### WHAT IS NEEDED
Starting with the line that contains "of the fender", copy every line through the end of the data below, exactly and with nothing added.

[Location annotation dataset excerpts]

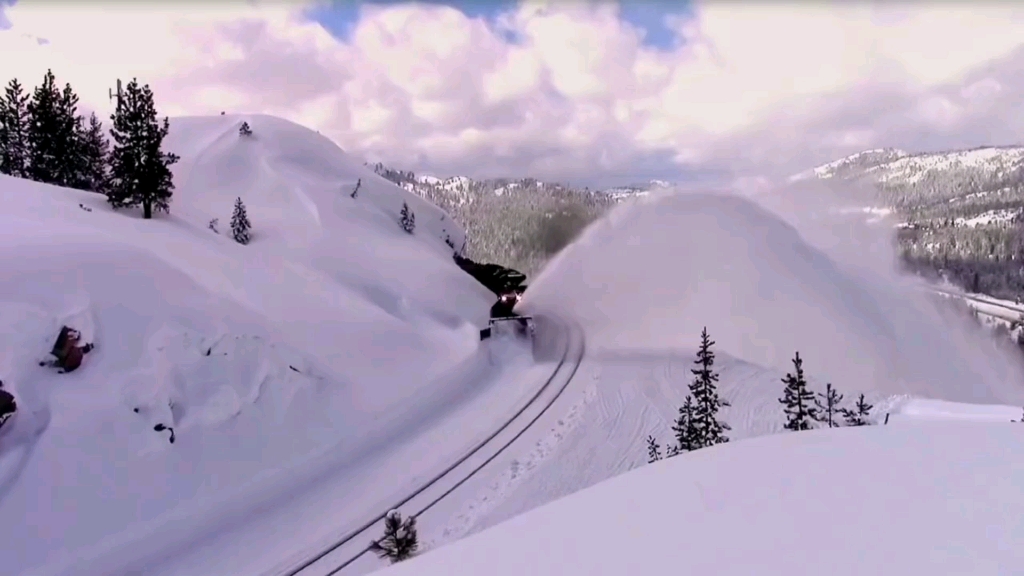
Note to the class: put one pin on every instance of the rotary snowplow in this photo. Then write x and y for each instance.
(505, 322)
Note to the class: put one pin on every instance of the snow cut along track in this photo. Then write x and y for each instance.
(355, 544)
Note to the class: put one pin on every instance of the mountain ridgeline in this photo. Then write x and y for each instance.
(518, 223)
(960, 211)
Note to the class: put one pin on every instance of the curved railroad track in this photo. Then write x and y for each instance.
(354, 544)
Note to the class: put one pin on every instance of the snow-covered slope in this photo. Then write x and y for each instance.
(939, 497)
(651, 275)
(280, 365)
(644, 281)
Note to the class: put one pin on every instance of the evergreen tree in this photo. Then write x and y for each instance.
(827, 405)
(45, 126)
(240, 222)
(653, 450)
(399, 541)
(139, 173)
(408, 220)
(14, 131)
(708, 430)
(685, 427)
(95, 149)
(69, 144)
(799, 401)
(858, 415)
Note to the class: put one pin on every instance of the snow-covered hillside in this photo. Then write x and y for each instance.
(651, 275)
(913, 497)
(644, 281)
(282, 366)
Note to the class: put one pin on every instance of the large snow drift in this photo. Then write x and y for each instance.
(280, 365)
(653, 273)
(922, 498)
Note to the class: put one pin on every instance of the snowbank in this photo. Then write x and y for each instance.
(936, 498)
(654, 272)
(281, 364)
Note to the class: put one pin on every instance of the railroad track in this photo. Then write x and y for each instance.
(996, 309)
(355, 543)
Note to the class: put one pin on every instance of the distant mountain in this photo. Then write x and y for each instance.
(961, 210)
(515, 222)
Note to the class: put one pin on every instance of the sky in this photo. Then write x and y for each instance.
(585, 91)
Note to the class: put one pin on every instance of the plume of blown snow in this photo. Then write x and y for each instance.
(652, 273)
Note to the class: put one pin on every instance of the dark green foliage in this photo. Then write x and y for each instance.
(827, 405)
(408, 219)
(799, 401)
(708, 429)
(519, 223)
(139, 168)
(399, 541)
(857, 416)
(687, 436)
(55, 150)
(653, 450)
(44, 125)
(95, 148)
(240, 222)
(14, 122)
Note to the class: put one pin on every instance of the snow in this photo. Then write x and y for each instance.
(922, 497)
(315, 375)
(988, 218)
(763, 292)
(283, 366)
(644, 281)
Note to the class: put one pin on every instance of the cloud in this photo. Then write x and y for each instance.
(563, 90)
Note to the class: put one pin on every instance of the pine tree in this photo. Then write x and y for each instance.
(44, 129)
(708, 429)
(95, 149)
(139, 173)
(827, 405)
(799, 401)
(240, 222)
(14, 131)
(408, 220)
(858, 415)
(685, 428)
(399, 541)
(69, 145)
(653, 450)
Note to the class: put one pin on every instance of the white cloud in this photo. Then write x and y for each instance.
(753, 85)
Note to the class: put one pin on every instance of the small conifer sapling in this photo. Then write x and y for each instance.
(857, 416)
(653, 450)
(827, 405)
(240, 222)
(408, 219)
(399, 541)
(799, 401)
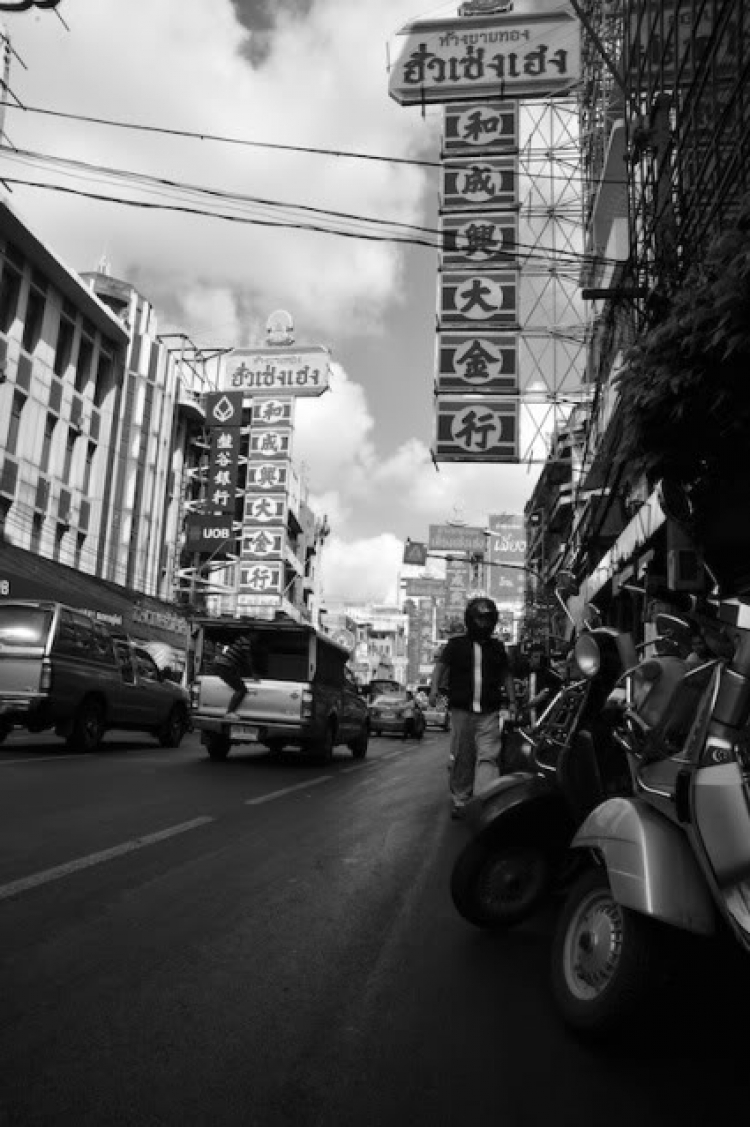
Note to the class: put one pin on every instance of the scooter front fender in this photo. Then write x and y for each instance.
(650, 863)
(506, 797)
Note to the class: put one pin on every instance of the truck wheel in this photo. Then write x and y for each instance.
(87, 728)
(359, 746)
(323, 750)
(173, 729)
(217, 746)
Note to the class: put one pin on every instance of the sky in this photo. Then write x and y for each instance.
(303, 73)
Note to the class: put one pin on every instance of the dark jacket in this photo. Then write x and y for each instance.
(239, 656)
(458, 656)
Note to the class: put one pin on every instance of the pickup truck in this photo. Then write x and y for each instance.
(61, 668)
(306, 697)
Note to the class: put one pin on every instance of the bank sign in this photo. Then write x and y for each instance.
(460, 60)
(283, 371)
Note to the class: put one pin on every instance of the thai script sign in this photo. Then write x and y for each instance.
(461, 60)
(491, 182)
(488, 126)
(458, 574)
(263, 509)
(488, 299)
(506, 547)
(476, 431)
(458, 538)
(473, 241)
(424, 588)
(415, 552)
(471, 364)
(290, 371)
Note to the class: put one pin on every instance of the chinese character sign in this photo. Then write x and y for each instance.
(486, 299)
(476, 431)
(221, 485)
(470, 241)
(477, 364)
(487, 182)
(488, 126)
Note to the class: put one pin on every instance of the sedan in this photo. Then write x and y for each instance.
(397, 713)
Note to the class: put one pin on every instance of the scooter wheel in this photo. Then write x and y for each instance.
(606, 959)
(500, 885)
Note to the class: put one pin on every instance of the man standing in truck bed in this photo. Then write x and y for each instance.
(238, 662)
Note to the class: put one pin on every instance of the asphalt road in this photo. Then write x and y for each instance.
(267, 942)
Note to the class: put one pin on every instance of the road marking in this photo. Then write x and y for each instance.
(45, 759)
(287, 790)
(107, 854)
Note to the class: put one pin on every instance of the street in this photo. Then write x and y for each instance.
(272, 942)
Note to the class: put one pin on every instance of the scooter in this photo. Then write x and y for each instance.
(675, 855)
(522, 826)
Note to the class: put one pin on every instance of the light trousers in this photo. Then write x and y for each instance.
(475, 744)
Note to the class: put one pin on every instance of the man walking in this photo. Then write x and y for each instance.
(477, 670)
(234, 666)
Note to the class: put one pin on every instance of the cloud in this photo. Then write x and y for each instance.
(324, 85)
(362, 570)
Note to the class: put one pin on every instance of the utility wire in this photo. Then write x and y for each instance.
(161, 184)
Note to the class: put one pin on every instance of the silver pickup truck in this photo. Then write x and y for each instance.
(305, 699)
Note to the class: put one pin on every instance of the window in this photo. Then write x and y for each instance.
(70, 445)
(104, 372)
(64, 346)
(90, 451)
(14, 427)
(34, 319)
(37, 524)
(147, 667)
(85, 357)
(9, 292)
(50, 424)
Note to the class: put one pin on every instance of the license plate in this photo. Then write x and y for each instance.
(244, 731)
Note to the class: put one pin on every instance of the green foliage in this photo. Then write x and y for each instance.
(686, 385)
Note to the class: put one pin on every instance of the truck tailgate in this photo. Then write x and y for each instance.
(266, 702)
(19, 674)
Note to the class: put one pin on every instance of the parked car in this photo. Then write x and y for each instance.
(60, 668)
(397, 712)
(438, 717)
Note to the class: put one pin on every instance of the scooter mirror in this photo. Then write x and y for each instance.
(676, 503)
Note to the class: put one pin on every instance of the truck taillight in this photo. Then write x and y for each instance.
(45, 680)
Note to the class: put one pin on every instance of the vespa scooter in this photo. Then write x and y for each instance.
(675, 855)
(522, 825)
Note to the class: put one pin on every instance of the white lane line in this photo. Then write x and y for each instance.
(44, 759)
(107, 854)
(287, 790)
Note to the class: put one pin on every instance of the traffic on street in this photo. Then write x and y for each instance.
(266, 941)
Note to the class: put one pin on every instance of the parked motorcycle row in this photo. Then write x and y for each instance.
(629, 801)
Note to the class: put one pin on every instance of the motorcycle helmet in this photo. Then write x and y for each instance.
(481, 618)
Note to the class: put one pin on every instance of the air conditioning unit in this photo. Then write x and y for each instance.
(684, 569)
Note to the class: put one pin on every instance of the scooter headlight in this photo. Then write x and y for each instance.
(587, 656)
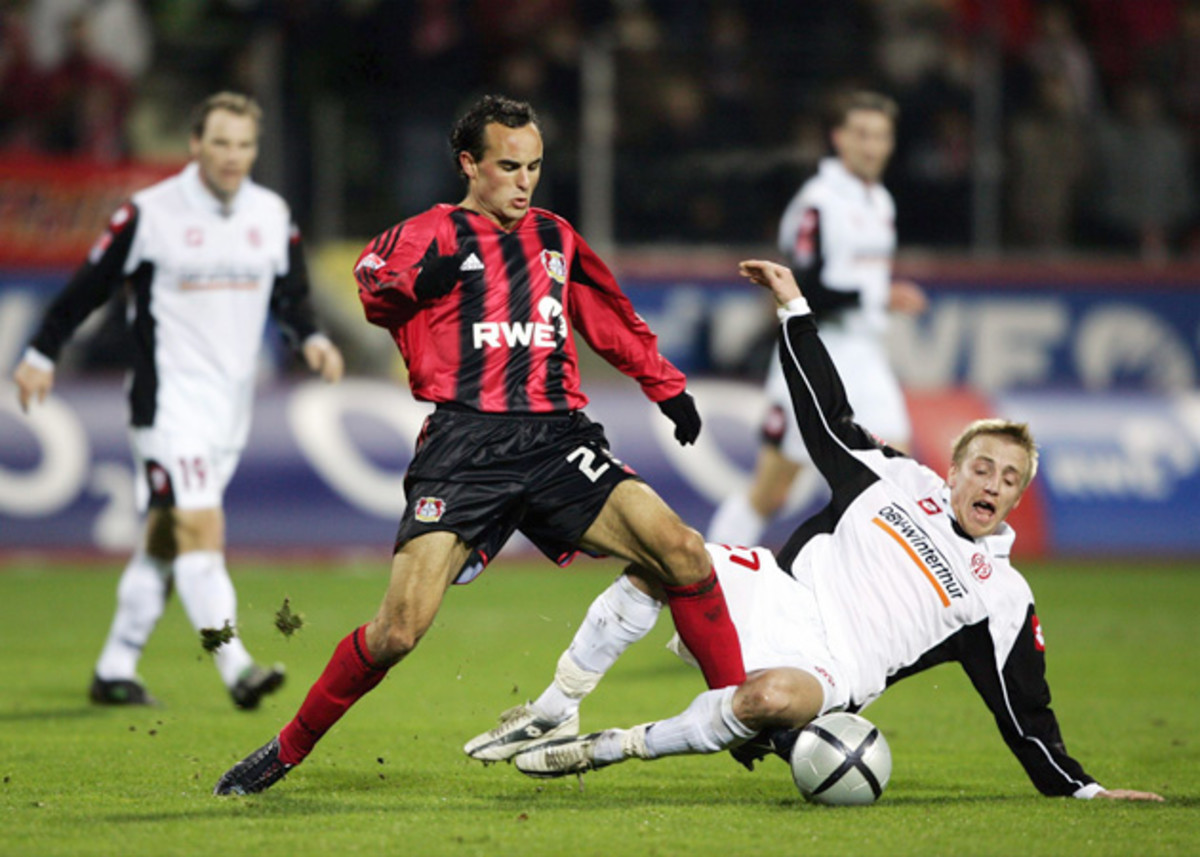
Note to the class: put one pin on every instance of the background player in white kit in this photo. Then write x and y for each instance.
(839, 237)
(900, 573)
(204, 255)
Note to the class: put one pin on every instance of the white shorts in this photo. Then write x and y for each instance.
(173, 471)
(871, 389)
(777, 619)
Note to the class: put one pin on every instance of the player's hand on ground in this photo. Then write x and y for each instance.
(1128, 795)
(771, 275)
(907, 297)
(33, 383)
(682, 411)
(324, 358)
(438, 276)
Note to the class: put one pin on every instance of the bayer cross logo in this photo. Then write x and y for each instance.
(853, 760)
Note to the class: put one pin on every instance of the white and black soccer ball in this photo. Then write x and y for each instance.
(841, 760)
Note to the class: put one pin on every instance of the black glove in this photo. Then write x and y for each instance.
(682, 411)
(438, 276)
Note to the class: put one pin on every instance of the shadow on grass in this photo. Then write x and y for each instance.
(65, 713)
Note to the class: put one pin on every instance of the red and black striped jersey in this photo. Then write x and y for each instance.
(501, 340)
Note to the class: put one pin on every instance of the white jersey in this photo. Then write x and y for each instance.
(203, 276)
(839, 237)
(839, 234)
(883, 583)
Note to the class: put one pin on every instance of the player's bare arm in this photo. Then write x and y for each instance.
(33, 383)
(324, 358)
(773, 276)
(907, 297)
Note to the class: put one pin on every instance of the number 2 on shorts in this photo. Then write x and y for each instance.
(587, 462)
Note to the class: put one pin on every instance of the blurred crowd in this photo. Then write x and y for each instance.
(718, 111)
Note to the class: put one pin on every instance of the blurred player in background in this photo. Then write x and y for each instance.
(480, 299)
(839, 237)
(204, 255)
(900, 573)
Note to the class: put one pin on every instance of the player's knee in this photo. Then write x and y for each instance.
(393, 642)
(683, 555)
(768, 699)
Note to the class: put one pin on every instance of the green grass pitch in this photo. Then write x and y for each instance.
(390, 778)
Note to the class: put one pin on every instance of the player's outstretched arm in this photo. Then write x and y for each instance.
(324, 358)
(1127, 795)
(33, 383)
(773, 276)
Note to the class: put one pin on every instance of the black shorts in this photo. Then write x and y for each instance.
(486, 475)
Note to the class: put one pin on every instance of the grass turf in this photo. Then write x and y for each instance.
(83, 780)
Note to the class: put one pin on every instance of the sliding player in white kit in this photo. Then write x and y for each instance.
(204, 253)
(901, 571)
(839, 237)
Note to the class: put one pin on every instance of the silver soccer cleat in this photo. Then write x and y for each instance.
(577, 755)
(520, 729)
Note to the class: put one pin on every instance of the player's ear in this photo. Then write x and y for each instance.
(467, 165)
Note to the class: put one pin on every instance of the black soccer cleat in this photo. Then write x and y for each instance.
(119, 691)
(767, 742)
(255, 773)
(255, 684)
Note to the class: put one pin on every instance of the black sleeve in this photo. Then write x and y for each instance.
(1019, 699)
(291, 303)
(90, 286)
(822, 411)
(827, 425)
(823, 300)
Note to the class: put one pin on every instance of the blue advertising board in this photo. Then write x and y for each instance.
(324, 466)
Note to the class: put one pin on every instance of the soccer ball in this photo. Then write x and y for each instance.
(841, 760)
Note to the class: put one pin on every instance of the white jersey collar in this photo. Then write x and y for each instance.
(834, 171)
(199, 196)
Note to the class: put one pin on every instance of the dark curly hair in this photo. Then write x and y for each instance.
(467, 135)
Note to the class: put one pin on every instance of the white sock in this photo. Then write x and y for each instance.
(707, 726)
(141, 598)
(208, 595)
(618, 617)
(736, 522)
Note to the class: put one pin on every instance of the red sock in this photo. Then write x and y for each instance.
(348, 676)
(702, 619)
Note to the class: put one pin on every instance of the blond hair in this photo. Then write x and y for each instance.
(1018, 432)
(233, 102)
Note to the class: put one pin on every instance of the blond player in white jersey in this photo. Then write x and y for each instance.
(839, 237)
(900, 573)
(204, 255)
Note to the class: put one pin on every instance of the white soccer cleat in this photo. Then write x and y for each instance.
(559, 757)
(520, 729)
(576, 755)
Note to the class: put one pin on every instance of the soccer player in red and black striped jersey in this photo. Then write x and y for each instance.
(481, 298)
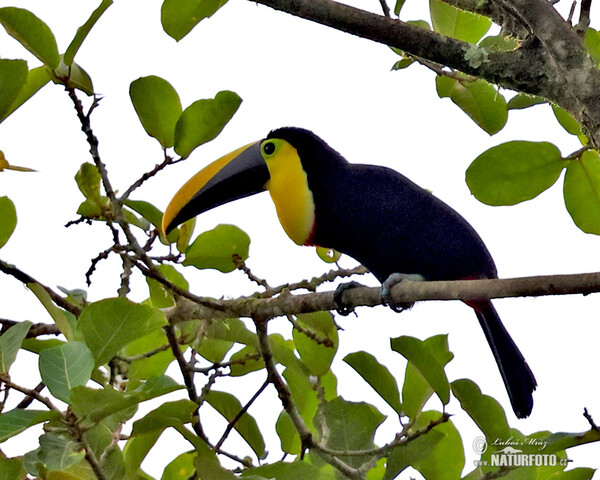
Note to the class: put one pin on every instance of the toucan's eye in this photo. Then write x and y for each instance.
(269, 148)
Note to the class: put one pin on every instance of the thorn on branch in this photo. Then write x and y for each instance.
(95, 261)
(81, 219)
(325, 341)
(385, 8)
(584, 18)
(241, 265)
(590, 420)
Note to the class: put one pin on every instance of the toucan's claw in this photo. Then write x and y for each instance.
(386, 290)
(340, 307)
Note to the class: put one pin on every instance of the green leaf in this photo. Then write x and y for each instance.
(158, 107)
(478, 99)
(94, 405)
(245, 361)
(288, 435)
(160, 296)
(18, 420)
(110, 324)
(230, 407)
(112, 463)
(146, 210)
(315, 355)
(524, 100)
(65, 367)
(485, 411)
(8, 219)
(209, 468)
(212, 349)
(351, 426)
(513, 172)
(203, 120)
(13, 77)
(284, 471)
(447, 459)
(83, 31)
(185, 234)
(151, 365)
(416, 389)
(398, 6)
(36, 79)
(499, 43)
(32, 33)
(328, 255)
(451, 21)
(136, 449)
(592, 44)
(12, 469)
(582, 191)
(10, 343)
(410, 454)
(181, 468)
(75, 77)
(303, 394)
(559, 441)
(377, 376)
(179, 17)
(170, 414)
(425, 360)
(58, 452)
(215, 248)
(65, 321)
(88, 180)
(566, 120)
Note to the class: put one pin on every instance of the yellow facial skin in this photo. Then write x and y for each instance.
(289, 190)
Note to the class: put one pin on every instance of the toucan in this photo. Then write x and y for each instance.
(371, 213)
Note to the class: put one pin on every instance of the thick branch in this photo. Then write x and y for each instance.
(405, 292)
(551, 62)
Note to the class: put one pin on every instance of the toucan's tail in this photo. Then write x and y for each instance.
(518, 378)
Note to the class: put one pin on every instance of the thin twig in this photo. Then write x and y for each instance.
(385, 8)
(30, 393)
(90, 456)
(36, 330)
(233, 422)
(241, 265)
(217, 365)
(584, 18)
(589, 418)
(325, 341)
(178, 290)
(148, 175)
(142, 356)
(312, 284)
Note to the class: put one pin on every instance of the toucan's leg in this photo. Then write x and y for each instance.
(341, 307)
(386, 289)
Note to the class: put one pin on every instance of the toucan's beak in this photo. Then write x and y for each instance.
(239, 174)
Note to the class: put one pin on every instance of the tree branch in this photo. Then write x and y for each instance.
(405, 292)
(25, 279)
(551, 62)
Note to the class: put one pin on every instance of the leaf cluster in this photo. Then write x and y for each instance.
(111, 356)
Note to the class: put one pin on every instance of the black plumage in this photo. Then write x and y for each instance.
(391, 225)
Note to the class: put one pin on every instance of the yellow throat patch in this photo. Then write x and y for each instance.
(289, 190)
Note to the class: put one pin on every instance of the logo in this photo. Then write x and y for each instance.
(509, 453)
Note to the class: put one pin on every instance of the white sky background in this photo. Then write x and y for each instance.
(292, 72)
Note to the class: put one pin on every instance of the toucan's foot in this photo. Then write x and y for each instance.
(340, 307)
(386, 290)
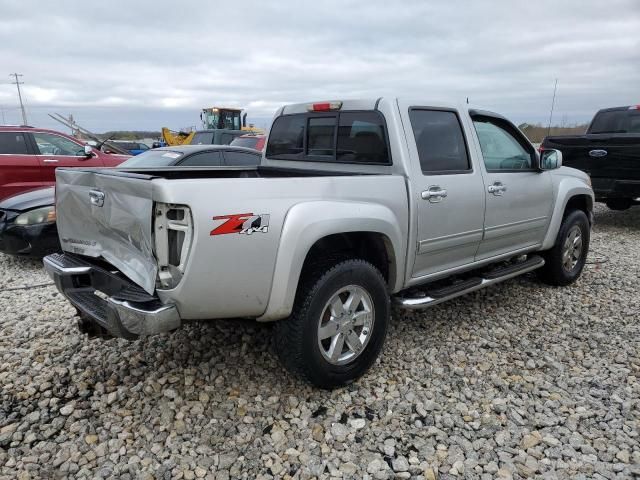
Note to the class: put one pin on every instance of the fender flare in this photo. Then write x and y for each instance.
(308, 222)
(568, 188)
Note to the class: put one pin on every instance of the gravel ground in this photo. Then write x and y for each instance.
(517, 381)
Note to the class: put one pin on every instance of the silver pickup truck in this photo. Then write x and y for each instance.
(356, 203)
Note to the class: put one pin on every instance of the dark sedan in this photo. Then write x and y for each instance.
(28, 224)
(28, 220)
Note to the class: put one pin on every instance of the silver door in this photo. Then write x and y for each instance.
(450, 191)
(519, 197)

### ANSWER TO THE EXERCISE
Note to the class: put one pin on every instance of the fender flare in this photo. Then write x and y for each instance.
(308, 222)
(568, 188)
Note to the class: put one pin on every instance of the gravel ground in this photo. Then write x and y for each instance.
(517, 381)
Note to the class: put one pin on every instance of the silver pickup truck in this photo. Then write x and y for each instance.
(356, 203)
Note to the class: put one pin on every instance of the dark sedan in this photo. Then write x and y for each instance.
(28, 224)
(28, 220)
Note to the class: put one pin on every instance of the silver door in this photo. Then write x and y for each instance.
(450, 191)
(519, 197)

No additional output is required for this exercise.